- **Texto para leitura**

═══

Formada em Letras pela Universidade Estadual de Santa Cruz (Uesc), professora de redação e literatura, tem título de cidadania itabunense. Funcionária da Fundação Itabunense de Cultura e Cidadania (FICC), trabalha na promoção cultural desde o primeiro dia da entidade, há mais de duas décadas. Coordenou o programa “Letras que Voam” e na Prefeitura Municipal, na década de 1980, nos projetos “A Escola é de Todos” e “Memória Cultural da Cidade de Itabuna”. Leonina, reservada, algo tensa. Bonita, inteligente, tímida, um tanto romântica, tem como traços marcantes cabelos alourados cacheados e olhos verdes que nos fitam de uma maneira doce e incômoda.
 
Há muito rejeitou uma vida social. Seu lazer sobrevive no próprio lar: horas no computador, outras lendo, jogando paciência, fumando cigarros ou recebendo amigos para sessões de cinema, cafezinho e bate-papo. Sabe que devemos conversar com pessoas para as quais temos algo a dizer – isso mantém as coisas fluindo com encanto. Afinal, um pré-requisito para a amizade é a capacidade de manter uma conversação sensata. Assim, noite adentro, GENNY XAVER e seus mosqueteiros divagam sobre literatura, filmes, política, confissões amorosas, desilusões e uma ou outra frivolidade.

═══

- **Dados fornecidos**
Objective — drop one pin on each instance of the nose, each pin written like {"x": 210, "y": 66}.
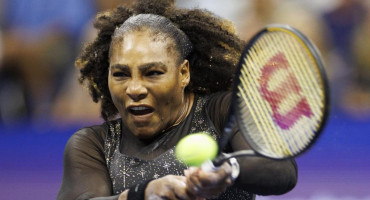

═══

- **Instrução**
Pode copiar fielmente o trecho do perfil de Genny Xaver que vai de "Formada em Letras" a "doce e incômoda."? O material acima não tem relação com o texto.

- **Resposta**
Formada em Letras pela Universidade Estadual de Santa Cruz (Uesc), professora de redação e literatura, tem título de cidadania itabunense. Funcionária da Fundação Itabunense de Cultura e Cidadania (FICC), trabalha na promoção cultural desde o primeiro dia da entidade, há mais de duas décadas. Coordenou o programa “Letras que Voam” e na Prefeitura Municipal, na década de 1980, nos projetos “A Escola é de Todos” e “Memória Cultural da Cidade de Itabuna”. Leonina, reservada, algo tensa. Bonita, inteligente, tímida, um tanto romântica, tem como traços marcantes cabelos alourados cacheados e olhos verdes que nos fitam de uma maneira doce e incômoda.